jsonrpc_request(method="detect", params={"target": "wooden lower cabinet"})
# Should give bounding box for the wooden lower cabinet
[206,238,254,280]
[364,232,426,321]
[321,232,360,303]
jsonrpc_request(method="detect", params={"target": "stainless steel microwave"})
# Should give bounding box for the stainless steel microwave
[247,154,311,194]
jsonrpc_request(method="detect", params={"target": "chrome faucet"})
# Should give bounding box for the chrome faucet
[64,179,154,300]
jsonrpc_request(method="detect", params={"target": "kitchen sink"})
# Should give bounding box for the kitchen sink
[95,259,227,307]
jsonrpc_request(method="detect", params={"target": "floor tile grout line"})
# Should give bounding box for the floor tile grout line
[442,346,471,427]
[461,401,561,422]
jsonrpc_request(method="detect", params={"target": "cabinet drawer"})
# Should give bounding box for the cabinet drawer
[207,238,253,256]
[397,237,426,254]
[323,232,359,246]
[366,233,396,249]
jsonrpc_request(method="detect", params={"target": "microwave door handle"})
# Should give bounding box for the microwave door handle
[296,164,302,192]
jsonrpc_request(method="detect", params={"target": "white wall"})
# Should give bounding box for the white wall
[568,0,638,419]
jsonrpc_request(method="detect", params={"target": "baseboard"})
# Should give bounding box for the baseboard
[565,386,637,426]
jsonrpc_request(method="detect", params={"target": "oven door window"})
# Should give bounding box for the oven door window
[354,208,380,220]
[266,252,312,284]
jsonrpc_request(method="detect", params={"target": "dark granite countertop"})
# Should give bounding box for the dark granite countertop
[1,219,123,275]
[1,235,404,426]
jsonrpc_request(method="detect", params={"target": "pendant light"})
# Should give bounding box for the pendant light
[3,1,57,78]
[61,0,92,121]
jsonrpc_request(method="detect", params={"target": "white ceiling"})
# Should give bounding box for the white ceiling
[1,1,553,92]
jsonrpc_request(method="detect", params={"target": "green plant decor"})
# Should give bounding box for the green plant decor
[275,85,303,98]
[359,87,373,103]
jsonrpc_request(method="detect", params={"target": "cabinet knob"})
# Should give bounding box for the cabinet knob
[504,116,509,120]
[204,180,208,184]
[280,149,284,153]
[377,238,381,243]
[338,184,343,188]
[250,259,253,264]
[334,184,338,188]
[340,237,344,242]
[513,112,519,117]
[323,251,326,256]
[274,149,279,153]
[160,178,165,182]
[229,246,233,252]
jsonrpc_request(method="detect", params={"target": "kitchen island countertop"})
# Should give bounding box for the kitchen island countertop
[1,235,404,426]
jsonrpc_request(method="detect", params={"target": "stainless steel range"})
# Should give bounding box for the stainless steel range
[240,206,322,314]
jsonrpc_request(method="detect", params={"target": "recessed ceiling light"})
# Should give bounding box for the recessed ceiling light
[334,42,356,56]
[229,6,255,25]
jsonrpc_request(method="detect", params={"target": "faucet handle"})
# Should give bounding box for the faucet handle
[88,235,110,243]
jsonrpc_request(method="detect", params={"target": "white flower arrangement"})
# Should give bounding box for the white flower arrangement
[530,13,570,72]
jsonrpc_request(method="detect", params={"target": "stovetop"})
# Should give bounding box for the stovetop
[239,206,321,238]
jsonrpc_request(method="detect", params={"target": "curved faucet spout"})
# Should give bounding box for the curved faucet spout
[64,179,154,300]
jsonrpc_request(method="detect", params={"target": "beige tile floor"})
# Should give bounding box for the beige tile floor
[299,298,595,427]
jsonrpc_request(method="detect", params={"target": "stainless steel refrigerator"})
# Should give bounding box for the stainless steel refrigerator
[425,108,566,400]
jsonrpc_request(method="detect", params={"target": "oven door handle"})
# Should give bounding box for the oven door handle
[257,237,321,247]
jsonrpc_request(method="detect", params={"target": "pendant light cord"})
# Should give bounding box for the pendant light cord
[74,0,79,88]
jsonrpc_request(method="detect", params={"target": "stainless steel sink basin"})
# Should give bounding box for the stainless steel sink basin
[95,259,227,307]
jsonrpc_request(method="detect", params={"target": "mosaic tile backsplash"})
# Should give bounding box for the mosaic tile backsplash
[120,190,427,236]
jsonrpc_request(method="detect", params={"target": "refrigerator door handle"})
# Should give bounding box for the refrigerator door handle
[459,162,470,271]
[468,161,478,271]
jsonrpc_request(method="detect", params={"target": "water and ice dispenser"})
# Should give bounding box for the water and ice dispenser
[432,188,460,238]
════════
*Problem:*
Repeat every line of the material exactly.

*Exercise answer:*
jsonrpc_request(method="detect", params={"target": "wooden lower cabinet"})
# Should give bounding box for the wooden lower cabinet
[206,238,254,280]
[364,232,426,321]
[321,232,360,303]
jsonrpc_request(method="detect", params={"target": "stainless steel microwave"})
# Should give bounding box for the stainless steel microwave
[247,154,311,194]
jsonrpc_request(method="detect", params={"target": "chrome faucet"})
# Should give bounding box for the chrome faucet
[64,179,154,300]
jsonrpc_request(method="detect", params={"target": "kitchen sink"})
# Should give bounding box for the kitchen sink
[95,259,227,307]
jsonrpc_request(method="detect", params={"target": "floor tile grout line"})
# Should give bounding box for the floor tile grout line
[442,346,471,427]
[461,401,561,422]
jsonrpc_request(method="detect", params={"target": "cabinet drawer"})
# Should give bounding box for the cabinet drawer
[207,238,253,256]
[397,237,426,254]
[323,232,359,246]
[366,233,396,249]
jsonrpc_request(method="detect", params={"target": "microwave door handle"})
# Should give bounding box for the microwave door handle
[296,164,302,192]
jsonrpc_request(method="detect", params={"target": "white wall"})
# Should give bounding box for the white wall
[568,0,638,419]
jsonrpc_request(method="detect", params={"target": "baseboard"})
# Should give bounding box for the baseboard
[565,386,637,426]
jsonrpc_request(method="detect", params={"target": "oven door window"})
# Should give bounding box for the oven door window
[354,208,380,220]
[266,252,312,284]
jsonrpc_request(method="detect", params={"target": "dark granite countertop"})
# Should give bounding box for the dark granite countertop
[1,219,123,275]
[1,235,404,426]
jsonrpc_request(method="detect", params={"target": "pendant light"})
# Should give bounding box for the pendant light
[3,1,57,78]
[61,0,92,121]
jsonrpc_request(method="detect", params={"target": "white ceiling"})
# Should give bounding box for the white ceiling
[1,1,553,92]
jsonrpc_request(method="detect", params={"target": "green plant decor"})
# Should give bounding box for the green plant decor
[275,85,303,98]
[359,87,373,103]
jsonrpc_request(method="detect", params={"target": "cabinet knob"})
# Should give bounding box for the cabinet knob
[504,116,509,120]
[204,180,208,184]
[280,149,284,153]
[377,238,381,243]
[338,184,343,188]
[250,259,253,264]
[334,184,338,188]
[340,237,344,242]
[513,112,519,117]
[323,251,326,256]
[274,149,279,153]
[160,178,165,182]
[229,246,233,252]
jsonrpc_request(method="detect", params={"target": "kitchen island countertop"})
# Should give bounding box for the kitchen island countertop
[1,235,404,426]
jsonrpc_request(method="detect", params={"target": "stainless steel range"})
# Should give bounding box for the stainless steel range
[240,206,322,314]
jsonrpc_request(method="detect", params={"target": "recessed ceiling light"})
# Should give bounding box for the recessed ceiling light
[334,42,356,56]
[229,6,255,25]
jsonrpc_request(method="detect", params={"target": "faucet handle"})
# Should give bounding box for the faucet handle
[88,235,110,243]
jsonrpc_request(method="detect", params={"target": "white flower arrangement"})
# Should give bounding box for the white flower arrangement
[530,13,570,72]
jsonrpc_request(method="detect", params={"target": "stovetop"})
# Should give bounding box for the stovetop
[239,206,321,238]
jsonrpc_request(method="detect", params={"target": "curved faucet spout"})
# Should give bounding box for the curved faucet spout
[64,179,154,300]
jsonrpc_request(method="detect", params={"target": "beige tile floor"})
# Should give bounding box for the beige tile floor
[299,298,595,427]
jsonrpc_request(method="detect", params={"target": "stainless steel refrigerator"})
# Should give bounding box for the stainless steel refrigerator
[425,108,566,400]
jsonrpc_request(method="detect", params={"target": "oven door handle"})
# Should give bounding box for the oven door handle
[257,237,321,247]
jsonrpc_request(method="detect", params={"target": "pendant light cord"})
# Should give bounding box for the pendant light cord
[74,0,79,88]
jsonrpc_request(method="detect", params={"target": "stainless steel sink basin"})
# Should give bounding box for the stainless steel sink basin
[95,259,227,307]
jsonrpc_request(method="detect", params={"target": "mosaic tile backsplash"})
# Should give bounding box for the mosaic tile backsplash
[120,190,427,236]
jsonrpc_request(method="detect", params={"target": "refrigerator door handle"})
# Should give bounding box for the refrigerator door handle
[459,162,470,271]
[468,161,478,271]
jsonrpc_request(method="detect", params={"target": "water and ice dispenser"})
# Should give bounding box for the water and ice dispenser
[432,188,460,238]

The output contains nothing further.